What to do -
Please answer these questions using the article preview on numerical comparison of optimization algorithms:
(a) For which three kinds of algorithms is numerical comparison described as especially essential?
(b) What partly explains that importance for those algorithms?
(c) What is the second of the steps a numerical comparison often includes?

Article Preview
TopParadox-Free Data Analysis In Numerical Comparisons Of Optimization Algorithms: A Review And Case Study
Numerical comparison is essential for evaluating the performance of optimization algorithms (Mersmann et al., 2015; Miettinen et al., 2003; Schittkowski et al., 1994; Simon et al., 2011), especially for evolutionary algorithms, heuristic algorithms, and swarm-based optimization algorithms, partly due to the absence of their theoretical analysis (Dolan & Moré, 2002; Halim et al., 2021; Hamacher, 2014; Memari & Ahmad, 2017; Osaba et al., 2021; Carrasco et al., 2020). A numerical comparison often includes three steps (Halim et al., 2021; Osaba et al., 2021; Schittkowski et al., 1994):
- 1.
Choosing the algorithms to be compared and select proper test problems.
- 2.
Conducting numerical experiments and gathering the needed data.

Stored items from a collection:
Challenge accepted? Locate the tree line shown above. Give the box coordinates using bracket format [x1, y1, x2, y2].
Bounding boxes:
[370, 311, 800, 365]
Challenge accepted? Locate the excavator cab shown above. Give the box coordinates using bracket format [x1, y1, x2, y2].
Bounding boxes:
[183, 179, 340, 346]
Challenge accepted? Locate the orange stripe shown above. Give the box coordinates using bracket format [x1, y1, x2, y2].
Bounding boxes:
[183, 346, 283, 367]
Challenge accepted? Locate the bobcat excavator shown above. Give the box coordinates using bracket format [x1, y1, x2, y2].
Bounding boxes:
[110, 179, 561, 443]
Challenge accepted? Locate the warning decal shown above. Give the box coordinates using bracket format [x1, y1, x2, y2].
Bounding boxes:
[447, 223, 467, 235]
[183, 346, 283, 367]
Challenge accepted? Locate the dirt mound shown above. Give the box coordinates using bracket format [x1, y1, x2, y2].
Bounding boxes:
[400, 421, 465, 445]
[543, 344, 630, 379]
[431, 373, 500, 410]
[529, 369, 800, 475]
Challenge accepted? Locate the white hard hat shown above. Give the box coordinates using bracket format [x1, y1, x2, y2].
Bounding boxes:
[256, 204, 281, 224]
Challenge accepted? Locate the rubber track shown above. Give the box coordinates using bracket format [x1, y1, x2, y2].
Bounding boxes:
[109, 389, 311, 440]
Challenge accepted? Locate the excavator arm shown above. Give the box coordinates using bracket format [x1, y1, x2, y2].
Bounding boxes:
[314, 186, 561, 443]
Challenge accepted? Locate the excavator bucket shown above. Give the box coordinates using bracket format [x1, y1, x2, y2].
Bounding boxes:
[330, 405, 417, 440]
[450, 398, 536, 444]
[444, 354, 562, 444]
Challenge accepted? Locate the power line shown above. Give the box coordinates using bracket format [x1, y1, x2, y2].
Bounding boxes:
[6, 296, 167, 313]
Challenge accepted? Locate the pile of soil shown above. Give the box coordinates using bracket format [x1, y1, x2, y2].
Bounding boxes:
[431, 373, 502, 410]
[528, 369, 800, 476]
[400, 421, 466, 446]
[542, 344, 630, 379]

Written solution -
(a) Evolutionary algorithms, heuristic algorithms, and swarm-based optimization algorithms.
(b) The absence of their theoretical analysis.
(c) Conducting numerical experiments and gathering the needed data.